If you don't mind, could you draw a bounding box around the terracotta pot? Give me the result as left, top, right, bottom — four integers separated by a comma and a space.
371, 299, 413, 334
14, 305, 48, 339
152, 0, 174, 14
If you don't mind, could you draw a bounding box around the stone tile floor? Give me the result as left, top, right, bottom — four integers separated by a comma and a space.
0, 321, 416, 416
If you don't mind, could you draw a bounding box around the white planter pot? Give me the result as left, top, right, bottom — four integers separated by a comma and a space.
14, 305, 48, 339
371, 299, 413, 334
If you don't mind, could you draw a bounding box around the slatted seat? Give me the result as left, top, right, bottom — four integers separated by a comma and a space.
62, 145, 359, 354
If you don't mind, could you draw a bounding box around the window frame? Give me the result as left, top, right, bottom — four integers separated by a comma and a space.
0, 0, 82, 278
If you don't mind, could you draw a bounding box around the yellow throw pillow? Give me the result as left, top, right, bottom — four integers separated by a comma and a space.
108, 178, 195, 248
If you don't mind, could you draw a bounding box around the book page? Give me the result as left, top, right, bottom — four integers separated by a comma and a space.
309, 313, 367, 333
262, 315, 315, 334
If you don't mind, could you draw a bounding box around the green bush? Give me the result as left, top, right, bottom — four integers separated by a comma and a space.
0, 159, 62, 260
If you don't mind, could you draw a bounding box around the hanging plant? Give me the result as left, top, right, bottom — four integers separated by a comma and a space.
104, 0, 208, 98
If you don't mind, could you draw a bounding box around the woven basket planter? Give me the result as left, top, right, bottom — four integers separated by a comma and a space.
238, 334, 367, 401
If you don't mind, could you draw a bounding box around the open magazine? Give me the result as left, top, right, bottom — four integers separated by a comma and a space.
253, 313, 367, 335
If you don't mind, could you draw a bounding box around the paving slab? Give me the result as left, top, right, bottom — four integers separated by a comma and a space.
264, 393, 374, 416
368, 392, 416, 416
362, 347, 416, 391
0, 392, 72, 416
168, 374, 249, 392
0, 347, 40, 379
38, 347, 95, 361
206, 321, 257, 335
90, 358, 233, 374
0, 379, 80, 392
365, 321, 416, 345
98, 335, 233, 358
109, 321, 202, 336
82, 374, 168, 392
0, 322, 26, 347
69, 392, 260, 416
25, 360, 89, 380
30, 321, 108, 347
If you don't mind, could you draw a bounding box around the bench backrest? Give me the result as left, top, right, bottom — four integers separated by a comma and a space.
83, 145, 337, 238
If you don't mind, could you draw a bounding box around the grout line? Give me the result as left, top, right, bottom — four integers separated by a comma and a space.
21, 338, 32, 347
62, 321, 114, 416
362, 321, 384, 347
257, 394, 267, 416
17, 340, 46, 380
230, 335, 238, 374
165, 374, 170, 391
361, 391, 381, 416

----

-- Work to do --
Copy everything in the material from the line containing "around the book" down to the line containing "253, 313, 367, 335", both included, requests and all. Scale every box coordinate in the answers by 1.85 and round each to a whole number, with halves rounding up.

-- Solved problem --
If you don't mind, could you draw a bounding box around the book page? Give me the result as left, top, right, bottom — four integers separated by a comma and a space.
572, 579, 679, 616
485, 583, 583, 618
If you don't mind, could you draw a bounding box around the green bush? Give me the result as left, top, right, bottom — four integers separated by a comma and a space.
0, 294, 115, 481
If you don't mind, could you draw a bounding box around the hanging plant? Give me the result as left, top, right, bottom — four integers separated by a comma and a space.
192, 0, 385, 181
If you don't mind, could you draw a bounding box around the woven basket planter? Give me the result as left, top, right, bottom — four integers separated by a comma and a space.
440, 618, 679, 742
If you don't mind, could you draw a bounding box around the open magazine? Give me the result as left, top, right, bottom — four integers separated by a comma and a space.
468, 579, 679, 620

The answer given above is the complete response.